### MATERIAL SUPPLIED:
Content starts
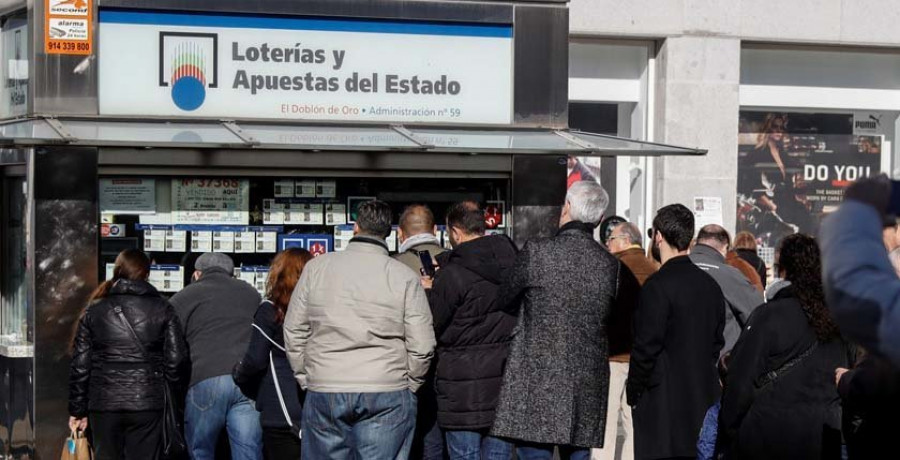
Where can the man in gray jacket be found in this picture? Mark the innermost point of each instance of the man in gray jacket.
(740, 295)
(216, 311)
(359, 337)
Content ends
Content starts
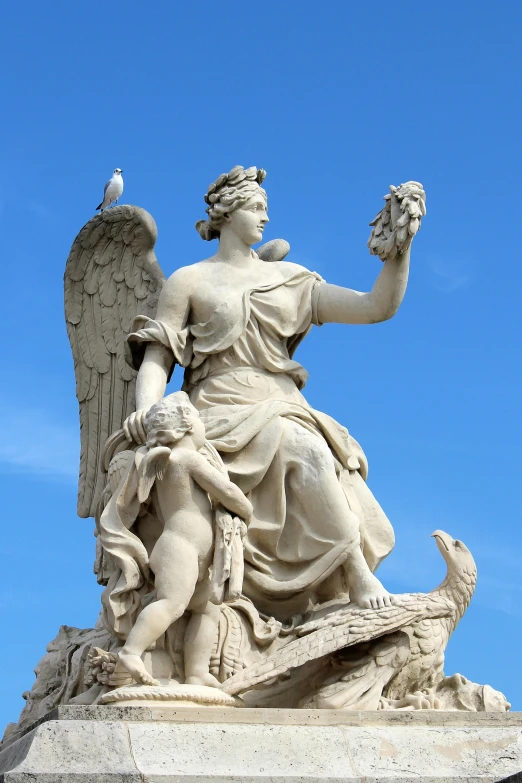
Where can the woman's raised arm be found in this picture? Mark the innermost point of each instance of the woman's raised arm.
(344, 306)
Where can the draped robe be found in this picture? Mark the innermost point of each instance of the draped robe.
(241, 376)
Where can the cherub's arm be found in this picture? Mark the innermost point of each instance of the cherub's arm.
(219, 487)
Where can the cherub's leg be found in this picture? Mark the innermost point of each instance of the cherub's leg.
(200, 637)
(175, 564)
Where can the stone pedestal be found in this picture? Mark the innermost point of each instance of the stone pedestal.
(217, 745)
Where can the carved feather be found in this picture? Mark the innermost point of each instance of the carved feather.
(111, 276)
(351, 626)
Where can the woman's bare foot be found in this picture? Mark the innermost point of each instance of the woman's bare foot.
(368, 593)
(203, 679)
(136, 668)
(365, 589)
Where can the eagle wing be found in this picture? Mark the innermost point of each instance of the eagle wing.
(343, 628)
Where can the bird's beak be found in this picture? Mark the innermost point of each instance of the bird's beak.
Content ends
Content starts
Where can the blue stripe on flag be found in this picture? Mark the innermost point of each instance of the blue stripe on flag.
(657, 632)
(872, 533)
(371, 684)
Content ends
### WORK TO COMPLETE:
Among the records above, extract exactly the lines from the line with "Where can the woman's bare" to the line with "Where can the bird's", both lines included, and leave out the rest.

### EXERCISE RESPONSE:
Where can the woman's bare foot be found in this picture? Mark the innermost point of each instance of the woman's bare foot.
(368, 593)
(203, 679)
(136, 668)
(365, 589)
Where can the eagle wing be found in this picture? Mark the innermost point of each instance of the eagle wing.
(343, 628)
Where can the bird's beak be found in this picture? Mark the innermost point of each instance of the bird's beak.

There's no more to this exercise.